▶ Exercise requirements
Repeat verbatim every line of the material, beginning at the line that holds "Exercise. Pin every instance of the pink stamen" and ending at its last line.

▶ Dataset records
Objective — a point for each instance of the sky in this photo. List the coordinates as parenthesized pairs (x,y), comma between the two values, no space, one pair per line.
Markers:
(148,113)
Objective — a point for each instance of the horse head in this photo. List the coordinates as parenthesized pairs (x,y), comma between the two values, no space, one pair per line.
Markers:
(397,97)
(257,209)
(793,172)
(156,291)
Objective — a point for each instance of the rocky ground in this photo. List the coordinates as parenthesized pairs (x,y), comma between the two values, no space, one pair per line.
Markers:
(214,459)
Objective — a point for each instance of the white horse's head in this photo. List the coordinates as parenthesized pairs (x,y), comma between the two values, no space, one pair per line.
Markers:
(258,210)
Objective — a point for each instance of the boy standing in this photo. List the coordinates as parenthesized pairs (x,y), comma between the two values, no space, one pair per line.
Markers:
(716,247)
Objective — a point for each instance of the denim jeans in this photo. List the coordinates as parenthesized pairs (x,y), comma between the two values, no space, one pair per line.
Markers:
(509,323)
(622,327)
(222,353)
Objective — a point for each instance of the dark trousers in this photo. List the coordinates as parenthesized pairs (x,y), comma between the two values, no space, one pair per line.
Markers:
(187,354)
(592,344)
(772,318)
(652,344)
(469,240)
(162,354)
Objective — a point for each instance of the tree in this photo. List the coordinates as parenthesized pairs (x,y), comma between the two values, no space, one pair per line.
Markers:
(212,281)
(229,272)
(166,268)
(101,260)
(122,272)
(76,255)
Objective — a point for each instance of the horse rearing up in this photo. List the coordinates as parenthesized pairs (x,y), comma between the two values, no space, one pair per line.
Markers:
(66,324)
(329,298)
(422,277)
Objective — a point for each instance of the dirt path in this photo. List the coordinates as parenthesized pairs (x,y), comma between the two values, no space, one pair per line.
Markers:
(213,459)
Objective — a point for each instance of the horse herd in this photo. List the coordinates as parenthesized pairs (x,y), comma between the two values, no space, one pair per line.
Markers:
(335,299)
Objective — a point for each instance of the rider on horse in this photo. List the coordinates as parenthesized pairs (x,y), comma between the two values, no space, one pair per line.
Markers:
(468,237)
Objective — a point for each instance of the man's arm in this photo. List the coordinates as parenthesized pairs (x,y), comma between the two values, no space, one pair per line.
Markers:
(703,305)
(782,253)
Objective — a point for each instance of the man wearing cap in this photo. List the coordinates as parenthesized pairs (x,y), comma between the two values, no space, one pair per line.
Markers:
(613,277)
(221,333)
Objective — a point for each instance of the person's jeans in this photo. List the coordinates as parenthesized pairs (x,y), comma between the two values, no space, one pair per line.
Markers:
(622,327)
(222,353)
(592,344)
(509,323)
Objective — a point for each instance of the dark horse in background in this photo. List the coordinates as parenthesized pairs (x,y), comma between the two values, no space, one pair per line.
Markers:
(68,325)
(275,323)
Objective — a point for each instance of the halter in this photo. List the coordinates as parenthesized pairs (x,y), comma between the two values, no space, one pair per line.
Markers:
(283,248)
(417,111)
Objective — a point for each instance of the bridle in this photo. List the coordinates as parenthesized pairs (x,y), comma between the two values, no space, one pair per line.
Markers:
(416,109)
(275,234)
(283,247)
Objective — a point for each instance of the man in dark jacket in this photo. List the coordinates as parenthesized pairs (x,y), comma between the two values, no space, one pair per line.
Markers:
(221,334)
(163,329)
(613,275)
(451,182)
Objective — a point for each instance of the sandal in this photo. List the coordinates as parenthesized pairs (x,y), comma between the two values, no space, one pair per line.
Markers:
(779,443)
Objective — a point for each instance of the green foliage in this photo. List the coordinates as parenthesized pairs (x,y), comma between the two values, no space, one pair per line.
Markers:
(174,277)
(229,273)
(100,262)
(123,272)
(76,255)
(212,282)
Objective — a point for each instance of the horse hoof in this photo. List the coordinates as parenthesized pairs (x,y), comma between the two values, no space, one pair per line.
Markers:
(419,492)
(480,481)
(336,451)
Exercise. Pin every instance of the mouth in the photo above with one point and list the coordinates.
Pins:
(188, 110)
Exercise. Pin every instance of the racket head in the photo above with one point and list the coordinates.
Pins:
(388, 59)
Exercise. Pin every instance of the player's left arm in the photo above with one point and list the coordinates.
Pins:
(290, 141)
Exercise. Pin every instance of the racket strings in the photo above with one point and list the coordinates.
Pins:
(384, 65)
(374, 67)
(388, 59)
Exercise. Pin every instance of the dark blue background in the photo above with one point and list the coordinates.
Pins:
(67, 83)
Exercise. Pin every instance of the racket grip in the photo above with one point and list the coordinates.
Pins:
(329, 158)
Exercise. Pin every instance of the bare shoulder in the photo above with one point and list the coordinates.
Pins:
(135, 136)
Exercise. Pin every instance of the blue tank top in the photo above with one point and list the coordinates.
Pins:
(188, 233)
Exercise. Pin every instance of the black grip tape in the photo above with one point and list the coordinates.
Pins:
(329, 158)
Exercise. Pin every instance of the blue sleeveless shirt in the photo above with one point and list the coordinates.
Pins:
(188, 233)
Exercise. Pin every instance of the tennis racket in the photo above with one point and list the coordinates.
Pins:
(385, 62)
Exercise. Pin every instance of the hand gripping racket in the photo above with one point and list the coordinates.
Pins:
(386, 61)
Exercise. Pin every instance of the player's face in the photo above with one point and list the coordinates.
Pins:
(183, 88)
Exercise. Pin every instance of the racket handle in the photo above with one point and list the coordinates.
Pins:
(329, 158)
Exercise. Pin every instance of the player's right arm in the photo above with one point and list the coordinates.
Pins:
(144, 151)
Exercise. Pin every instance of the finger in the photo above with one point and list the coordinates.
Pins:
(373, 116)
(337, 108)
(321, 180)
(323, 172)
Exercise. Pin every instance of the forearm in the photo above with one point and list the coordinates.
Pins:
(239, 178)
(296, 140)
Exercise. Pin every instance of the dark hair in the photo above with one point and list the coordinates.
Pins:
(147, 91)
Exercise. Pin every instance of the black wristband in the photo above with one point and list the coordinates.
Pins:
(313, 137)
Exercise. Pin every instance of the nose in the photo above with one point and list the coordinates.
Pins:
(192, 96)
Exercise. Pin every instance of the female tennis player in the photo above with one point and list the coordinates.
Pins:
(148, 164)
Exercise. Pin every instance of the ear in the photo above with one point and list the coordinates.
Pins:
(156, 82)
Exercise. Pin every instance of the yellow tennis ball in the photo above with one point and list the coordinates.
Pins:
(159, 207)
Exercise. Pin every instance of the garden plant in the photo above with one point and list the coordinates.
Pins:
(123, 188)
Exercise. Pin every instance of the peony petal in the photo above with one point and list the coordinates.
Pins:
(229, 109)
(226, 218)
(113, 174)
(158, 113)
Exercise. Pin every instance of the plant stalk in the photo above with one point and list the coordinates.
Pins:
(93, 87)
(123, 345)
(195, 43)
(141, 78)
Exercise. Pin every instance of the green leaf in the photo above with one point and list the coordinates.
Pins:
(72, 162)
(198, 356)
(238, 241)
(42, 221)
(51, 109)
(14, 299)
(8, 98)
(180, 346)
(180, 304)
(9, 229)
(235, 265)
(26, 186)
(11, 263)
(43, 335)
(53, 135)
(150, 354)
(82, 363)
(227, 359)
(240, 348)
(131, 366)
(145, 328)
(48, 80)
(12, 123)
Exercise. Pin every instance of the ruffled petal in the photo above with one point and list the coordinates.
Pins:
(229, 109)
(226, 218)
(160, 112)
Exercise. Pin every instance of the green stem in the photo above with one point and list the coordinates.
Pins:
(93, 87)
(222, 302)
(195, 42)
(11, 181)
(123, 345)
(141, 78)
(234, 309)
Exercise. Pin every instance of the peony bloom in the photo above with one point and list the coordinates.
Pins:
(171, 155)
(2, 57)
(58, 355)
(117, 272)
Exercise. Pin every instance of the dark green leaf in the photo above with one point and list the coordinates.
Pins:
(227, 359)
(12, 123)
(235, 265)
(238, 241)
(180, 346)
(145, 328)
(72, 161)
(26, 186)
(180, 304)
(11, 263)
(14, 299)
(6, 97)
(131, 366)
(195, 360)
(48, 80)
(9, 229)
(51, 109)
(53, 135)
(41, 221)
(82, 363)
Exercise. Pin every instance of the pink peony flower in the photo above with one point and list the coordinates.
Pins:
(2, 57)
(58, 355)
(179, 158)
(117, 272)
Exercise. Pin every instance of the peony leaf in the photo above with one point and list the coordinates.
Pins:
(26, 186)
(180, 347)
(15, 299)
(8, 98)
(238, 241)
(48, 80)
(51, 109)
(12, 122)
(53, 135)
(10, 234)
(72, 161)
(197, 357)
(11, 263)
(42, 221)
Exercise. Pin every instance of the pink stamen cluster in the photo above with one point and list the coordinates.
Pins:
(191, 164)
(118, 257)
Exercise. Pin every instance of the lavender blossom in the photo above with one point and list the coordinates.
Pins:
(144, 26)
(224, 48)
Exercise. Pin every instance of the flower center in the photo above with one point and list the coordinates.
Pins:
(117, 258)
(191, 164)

▶ Exercise output
Exercise. Pin every instance of the pink stamen cluster in the photo above with one point and list the coordinates.
Pins:
(191, 164)
(118, 257)
Exercise. Pin every instance of the lavender blossom in the photo above with one point and list the coordinates.
Pins:
(144, 26)
(224, 48)
Exercise. Pin every instance of the flower center in the photo above with one point and list the coordinates.
Pins:
(117, 258)
(191, 164)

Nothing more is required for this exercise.